_ENTRIES SHOWN_
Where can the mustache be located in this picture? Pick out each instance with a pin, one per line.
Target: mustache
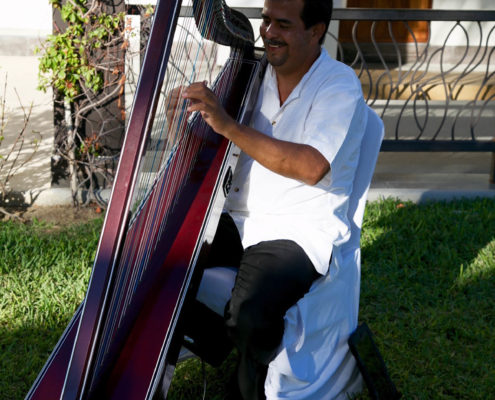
(274, 42)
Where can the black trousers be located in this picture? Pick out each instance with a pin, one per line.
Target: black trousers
(272, 276)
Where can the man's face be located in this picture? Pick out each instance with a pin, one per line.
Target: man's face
(289, 45)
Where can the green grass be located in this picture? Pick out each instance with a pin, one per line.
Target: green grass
(428, 294)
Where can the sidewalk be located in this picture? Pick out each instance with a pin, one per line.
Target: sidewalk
(421, 177)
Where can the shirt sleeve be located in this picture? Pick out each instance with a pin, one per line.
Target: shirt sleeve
(335, 107)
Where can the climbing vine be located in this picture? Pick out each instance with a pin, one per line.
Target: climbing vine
(84, 62)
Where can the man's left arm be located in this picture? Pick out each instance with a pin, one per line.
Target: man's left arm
(292, 160)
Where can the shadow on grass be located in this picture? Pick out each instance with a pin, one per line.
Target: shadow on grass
(23, 353)
(428, 294)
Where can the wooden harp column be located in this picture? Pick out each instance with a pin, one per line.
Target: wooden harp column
(165, 204)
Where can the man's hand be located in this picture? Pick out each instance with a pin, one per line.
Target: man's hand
(175, 105)
(207, 103)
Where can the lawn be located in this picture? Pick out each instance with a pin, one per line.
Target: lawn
(428, 294)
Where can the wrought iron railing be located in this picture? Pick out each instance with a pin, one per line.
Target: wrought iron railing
(430, 74)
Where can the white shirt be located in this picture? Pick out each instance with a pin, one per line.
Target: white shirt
(326, 110)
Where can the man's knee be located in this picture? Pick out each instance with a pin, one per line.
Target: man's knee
(252, 328)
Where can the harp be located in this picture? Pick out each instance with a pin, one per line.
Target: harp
(173, 177)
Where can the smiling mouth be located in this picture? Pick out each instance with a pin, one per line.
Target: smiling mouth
(274, 45)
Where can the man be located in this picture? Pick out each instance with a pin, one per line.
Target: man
(290, 191)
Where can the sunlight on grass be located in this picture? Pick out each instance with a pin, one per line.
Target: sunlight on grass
(483, 266)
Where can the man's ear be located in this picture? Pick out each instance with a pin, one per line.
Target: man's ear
(318, 30)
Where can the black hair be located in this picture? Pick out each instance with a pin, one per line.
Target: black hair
(316, 11)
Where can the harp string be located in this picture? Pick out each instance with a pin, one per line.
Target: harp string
(171, 144)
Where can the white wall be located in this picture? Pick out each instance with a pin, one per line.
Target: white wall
(25, 18)
(440, 30)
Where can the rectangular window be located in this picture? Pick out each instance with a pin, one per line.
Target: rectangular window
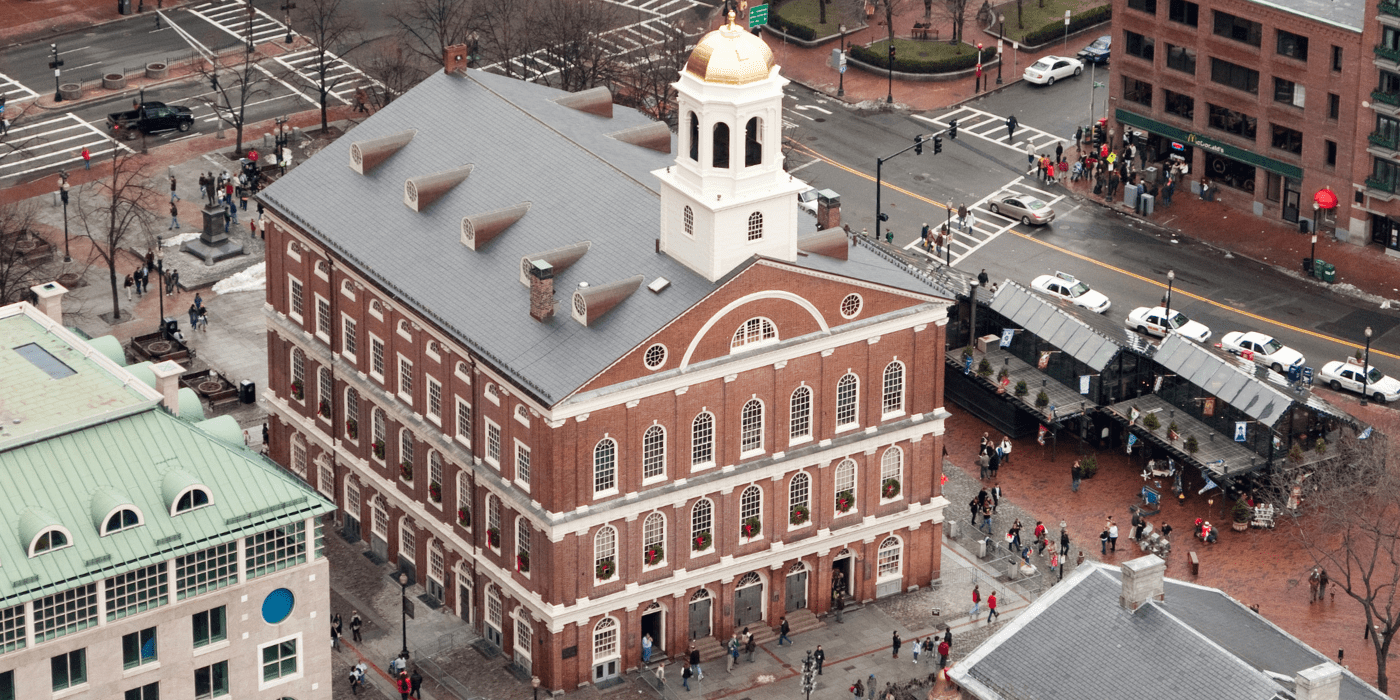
(139, 648)
(1182, 11)
(206, 570)
(210, 626)
(65, 613)
(1137, 91)
(1232, 122)
(279, 660)
(1235, 76)
(1179, 104)
(1137, 45)
(1287, 139)
(212, 681)
(69, 669)
(136, 591)
(276, 549)
(1238, 28)
(1292, 45)
(1180, 58)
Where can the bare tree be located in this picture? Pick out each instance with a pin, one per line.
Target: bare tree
(1350, 525)
(332, 28)
(118, 212)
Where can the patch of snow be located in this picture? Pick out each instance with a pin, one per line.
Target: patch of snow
(252, 279)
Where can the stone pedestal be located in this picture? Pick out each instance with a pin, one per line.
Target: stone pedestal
(213, 242)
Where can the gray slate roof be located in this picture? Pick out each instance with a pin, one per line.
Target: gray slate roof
(1077, 643)
(583, 185)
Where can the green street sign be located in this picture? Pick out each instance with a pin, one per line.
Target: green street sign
(758, 16)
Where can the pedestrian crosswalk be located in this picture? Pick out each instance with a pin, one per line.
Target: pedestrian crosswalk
(993, 129)
(51, 144)
(231, 16)
(982, 226)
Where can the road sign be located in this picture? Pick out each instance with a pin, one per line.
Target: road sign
(758, 16)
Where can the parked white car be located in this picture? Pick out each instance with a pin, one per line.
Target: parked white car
(1347, 375)
(1152, 321)
(1262, 349)
(1064, 287)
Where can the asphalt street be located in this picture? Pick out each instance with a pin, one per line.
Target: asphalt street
(833, 146)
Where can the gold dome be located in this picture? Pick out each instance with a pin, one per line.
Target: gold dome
(730, 56)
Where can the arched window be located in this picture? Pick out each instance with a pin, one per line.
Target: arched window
(800, 499)
(846, 486)
(751, 426)
(654, 452)
(605, 640)
(654, 539)
(702, 524)
(800, 422)
(755, 226)
(721, 146)
(847, 392)
(893, 395)
(702, 440)
(605, 552)
(752, 142)
(889, 557)
(892, 473)
(605, 465)
(695, 137)
(751, 504)
(756, 331)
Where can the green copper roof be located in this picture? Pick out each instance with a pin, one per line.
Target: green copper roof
(34, 403)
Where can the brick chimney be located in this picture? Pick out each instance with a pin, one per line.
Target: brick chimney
(828, 210)
(167, 382)
(541, 290)
(1320, 682)
(1141, 581)
(454, 59)
(51, 300)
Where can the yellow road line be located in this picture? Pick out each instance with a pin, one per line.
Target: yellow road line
(1101, 263)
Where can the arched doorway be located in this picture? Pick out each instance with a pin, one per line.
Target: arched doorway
(797, 587)
(700, 604)
(748, 599)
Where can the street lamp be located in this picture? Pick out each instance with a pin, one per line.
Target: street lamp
(1365, 368)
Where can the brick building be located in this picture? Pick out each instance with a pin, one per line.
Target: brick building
(1262, 98)
(721, 423)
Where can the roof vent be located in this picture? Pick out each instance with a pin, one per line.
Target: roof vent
(597, 101)
(655, 136)
(367, 156)
(830, 242)
(482, 228)
(591, 304)
(422, 192)
(559, 259)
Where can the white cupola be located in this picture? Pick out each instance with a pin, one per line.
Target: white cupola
(728, 198)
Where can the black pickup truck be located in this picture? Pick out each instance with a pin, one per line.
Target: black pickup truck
(150, 118)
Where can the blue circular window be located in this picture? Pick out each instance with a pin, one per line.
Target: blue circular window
(277, 605)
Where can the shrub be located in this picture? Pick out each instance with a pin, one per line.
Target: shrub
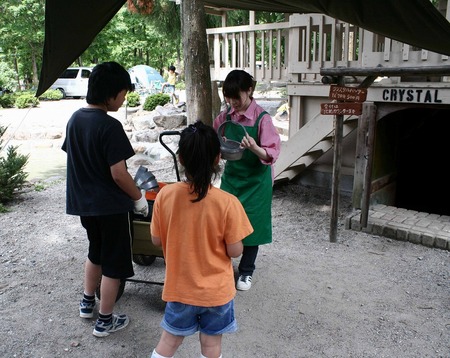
(51, 95)
(7, 100)
(12, 174)
(159, 99)
(26, 100)
(133, 99)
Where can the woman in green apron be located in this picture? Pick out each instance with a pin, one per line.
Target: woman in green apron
(251, 177)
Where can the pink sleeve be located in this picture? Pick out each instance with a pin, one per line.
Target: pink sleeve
(269, 139)
(219, 120)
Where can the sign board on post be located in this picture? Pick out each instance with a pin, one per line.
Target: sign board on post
(351, 94)
(341, 108)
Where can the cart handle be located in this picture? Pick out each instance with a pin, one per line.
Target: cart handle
(168, 133)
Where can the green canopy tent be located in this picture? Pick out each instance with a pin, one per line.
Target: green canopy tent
(70, 27)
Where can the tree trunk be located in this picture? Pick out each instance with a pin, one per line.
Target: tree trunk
(196, 62)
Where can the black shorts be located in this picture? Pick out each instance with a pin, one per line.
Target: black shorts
(110, 243)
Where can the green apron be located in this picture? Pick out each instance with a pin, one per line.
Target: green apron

_PROBLEM_
Drop the images and quote the entries word for word.

_ANSWER BOX_
Where can the mustache be located in this picture? Pick out each instance with a pin, one per line.
Target: mustache
(274, 42)
Where can the black trousers be located in this picture? Pick out each instance with a pin, one per line.
Target: black trousers
(272, 276)
Where can the man's face be located in this picture? Pick out each instance with a pin, one per line.
Target: man's face
(289, 45)
Where can the green grass be located in this picture? Pick out each instance with a pin, one per line.
Target: green grass
(428, 294)
Where can the sidewalk be located in this picture? Pick out each instance with a pin, one per line.
Target: sidewalk
(421, 177)
Where can the shirt sleeve be located in this picture? Pick out each instance with a pin, one per line.
Target: shirt sleeve
(335, 107)
Where can the climbing vine be located in this picture? Pick out each instance with a pin, one per line.
Target: climbing vine
(84, 62)
Where can the man's left arm be located in this picture? Pick out each instance with a pin, one per line.
Target: man's left arm
(292, 160)
Where can the shadow on grass be located in this picture? Pick out each instance with a pin, one per line.
Target: shadow on grass
(23, 353)
(428, 294)
Where can the wooden harp column be located in this picture? Pick out each instance with a pin, one per line.
Target: wooden harp column
(165, 204)
Where can the man's hand be located in this picture? Pick out each instance with a pin, one per line.
Target: man's hand
(175, 105)
(207, 103)
Where can the lawn be located in this picture? Pick out each instance with a pin, one per line.
Target: lawn
(428, 294)
Where can the wrought iron railing be located in this picture? Pick out each instance with a pin, one per line.
Target: wrought iron railing
(430, 74)
Where can the white shirt be located in this picture? Pick out each instance with a pin, one per line.
Target: white shirt
(326, 110)
Where can the man's knee be located in this picture? Pick out each instance with a pin, one per line.
Target: man's knee
(252, 328)
Where can the harp be located in this picture? Pick out each instance with a pin, one per line.
Target: harp
(173, 177)
Where can the smiling mouth be located in this picture? Pick out each instance with a pin, one per line.
Target: smiling mouth
(274, 45)
Where can the man be located in this picture? Pick out each instance with a pin, one per line.
Target: man
(290, 191)
Where can the sunlight on grass be located in this picture? Pick out each instance with a pin, one per line.
Target: sunlight on grass
(483, 266)
Where can the man's ear be located in this picture? Pick out each instance with a pin, one per line.
Target: man's ear
(318, 30)
Where can the black hair be located in this picture? Pick out each instance with a pin, one per line.
Target: black hair
(316, 11)
Where can the harp string be located in this picture? Pick out each instance with a pin, one per line.
Target: harp string
(171, 144)
Where can the white wall be located in this picture? Pick out each instance with a pin, one per line.
Target: white wall
(25, 18)
(440, 30)
Where can the rectangular window be located in this picture? Pick out each instance with a pin, one per line.
Target: rectangular window
(139, 648)
(1182, 11)
(206, 570)
(210, 626)
(65, 613)
(1137, 91)
(1232, 122)
(279, 660)
(1235, 76)
(1179, 104)
(1137, 45)
(1287, 139)
(212, 681)
(69, 669)
(136, 591)
(276, 549)
(1238, 28)
(1292, 45)
(1180, 58)
Where can the bare tree be located in this picture? Pick out each instance with a pin, one per line.
Target: bare tree
(1350, 525)
(332, 28)
(118, 212)
Where can the patch of snow be located in this picture? Pick out each instance with a pin, one per line.
Target: patch of snow
(252, 279)
Where can the stone pedestal be located in this picture? Pick out each instance with a pin, one per line.
Target: stone pedestal
(213, 242)
Where can the gray slate roof be located in this picture? Pick out each instance with a pin, one per line.
Target: gray slate roof
(1077, 643)
(583, 185)
Where can the green street sign be located in this picture? Pick out each instance with a pin, one per line.
Target: green street sign
(758, 16)
Where can the pedestrian crosswalk be located in this picture? Pick out each instance with a pin, one per line.
Target: pedestrian crosswalk
(993, 129)
(51, 144)
(231, 16)
(982, 226)
Where can the road sign be located in this picture? Pick out each instance with a pin, one per line.
Target: road sign
(758, 16)
Where can the parked white car be located in this picture? Pick out each instance with a pin, one per line.
Target: parked white car
(1347, 375)
(1152, 321)
(1262, 349)
(1064, 287)
Where can the asphalt street be located in this picture? Pick out each instance with a pin, one per line.
Target: asphalt street
(833, 146)
Where can the gold dome be located in this picture? Pick out each instance with a pin, one per line.
Target: gold dome
(730, 56)
Where can the arched window be located in this picture? Pick out each instance with a pin, one per line.
Target: arched window
(800, 499)
(846, 486)
(751, 426)
(654, 452)
(605, 640)
(654, 539)
(702, 524)
(800, 422)
(755, 226)
(721, 146)
(847, 392)
(893, 395)
(702, 440)
(605, 552)
(752, 142)
(889, 557)
(892, 473)
(605, 465)
(695, 137)
(751, 504)
(756, 331)
Where can the green copper roof be located in this picture? Pick out each instance with a pin, one per line.
Target: green copper roof
(34, 403)
Where can the brick chimney be located in this picture? Pick out each instance with a pin, one per line.
Target: brick chimney
(828, 210)
(167, 382)
(541, 290)
(1320, 682)
(1141, 581)
(454, 59)
(51, 300)
Where can the yellow road line be located in this picture? Pick out each instance with a pin, one per line.
Target: yellow road line
(1101, 263)
Where can the arched doorway be located in this picture? Pick out each instance with a pin, one per line.
Target: arched doorway
(797, 587)
(700, 604)
(748, 599)
Where can the street lamp be located in this picture? Pick out each instance with a pin, one per line.
Target: street lamp
(1365, 368)
Where can the brick building be located in this picture? Pick out each instance with a pin, one per line.
Target: brick building
(1262, 98)
(721, 423)
Where can the roof vent be located in this picture? Pick out each instance with a pin, one per line.
Target: roof vent
(597, 101)
(655, 136)
(367, 156)
(830, 242)
(482, 228)
(591, 304)
(422, 192)
(559, 259)
Where can the white cupola be located in this picture? Pick out each instance with a pin, one per line.
Target: white cupola
(728, 198)
Where can the black pickup truck be located in this picture? Pick out each instance with a pin, one per line.
Target: black pickup truck
(150, 118)
Where can the blue circular window be located in this picture? Pick out each instance with a pin, one per line.
Target: blue circular window
(277, 605)
Where can the shrub be located in this picture? Pick out each instance with a pin, one per line.
Target: shrub
(51, 95)
(7, 100)
(12, 174)
(159, 99)
(26, 100)
(133, 99)
Where can the woman in green apron be located in this picture? Pick out each instance with a pin, one per line.
Target: woman in green apron
(251, 177)
Where can the pink sleeve be located in this picture? Pick out each instance with a pin, one per line.
Target: pink sleeve
(269, 139)
(219, 120)
Where can the sign board on post be located in this picture? Pick out each instance with a pin, one per line.
Target: sign board on post
(351, 94)
(341, 108)
Where can the cart handle be located in this picture? Pick out each instance with a pin, one per line.
Target: cart handle
(168, 133)
Where can the green canopy tent be located in this picture? Pick out each instance with a pin, one per line.
Target: green canopy tent
(70, 27)
Where can the tree trunk be located in this picture? Pick out each instance with a pin, one per line.
Target: tree trunk
(196, 62)
Where can the black shorts be located in this picture? Pick out each instance with a pin, one per line.
Target: black shorts
(110, 243)
Where can the green apron be located in this picture? Pick out each instance with a pin, one per line.
Target: green apron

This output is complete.